#### [Work to be completed]
Output exactly the line containing "Reviewer note: make sure each instance of the wheelie bin lid" and each line after it through the last line of the records, and nothing else.

Dataset entries
+---+

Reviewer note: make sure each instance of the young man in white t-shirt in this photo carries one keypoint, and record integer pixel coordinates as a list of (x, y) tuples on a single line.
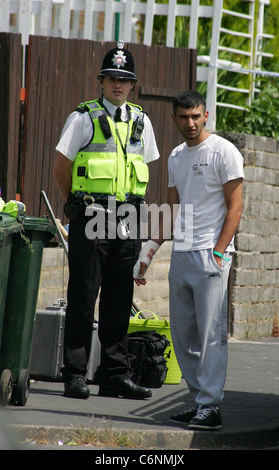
[(205, 183)]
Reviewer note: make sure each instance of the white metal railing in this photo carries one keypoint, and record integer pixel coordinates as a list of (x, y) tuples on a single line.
[(110, 20)]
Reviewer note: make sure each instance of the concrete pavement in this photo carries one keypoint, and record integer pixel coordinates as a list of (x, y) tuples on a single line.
[(250, 412)]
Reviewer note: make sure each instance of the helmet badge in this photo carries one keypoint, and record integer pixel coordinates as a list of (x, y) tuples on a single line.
[(119, 59)]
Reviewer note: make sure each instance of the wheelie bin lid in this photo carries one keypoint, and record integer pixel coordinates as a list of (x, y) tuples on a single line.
[(8, 225), (40, 224)]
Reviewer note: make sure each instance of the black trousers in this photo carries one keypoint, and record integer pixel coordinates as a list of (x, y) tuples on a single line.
[(104, 265)]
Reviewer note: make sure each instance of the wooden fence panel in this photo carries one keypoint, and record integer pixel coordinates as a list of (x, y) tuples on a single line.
[(10, 116), (62, 73)]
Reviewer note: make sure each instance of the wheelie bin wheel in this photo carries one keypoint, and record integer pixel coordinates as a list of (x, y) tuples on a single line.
[(22, 388), (6, 387)]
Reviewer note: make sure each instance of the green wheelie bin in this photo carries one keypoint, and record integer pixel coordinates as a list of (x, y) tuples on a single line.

+---+

#### [Response to this exercise]
Reviewer note: make sure each instance of the wheelie bin lid in this photo carries one keypoint, and record integer pixel coordinates as a list of (x, y) tuples on a single line.
[(8, 225), (40, 224)]
Reviewer note: make sure each instance of the black trousers in this photo carries one keypoint, and record integer pixel coordinates as a list of (x, y) tuples on a single line.
[(104, 265)]
Reviewer note: make sure each instance of the wooden fence panel in this photo carries one keypoint, and record integer pixel coordinates as a list of (x, y) tuples on a single line.
[(10, 116), (62, 73)]
Reviewer note: make sure each instance of the wheelie bin wheel in this photo carries one keypoint, and record integer pixel coordinates as a list of (x, y) tuples on a single line.
[(22, 388), (6, 387)]
Reviewer note: make sure each instance of the green wheelie bin in this photo carries one keypoint, and record integer pixel coordinates as a list of (x, y) tuples on a single line.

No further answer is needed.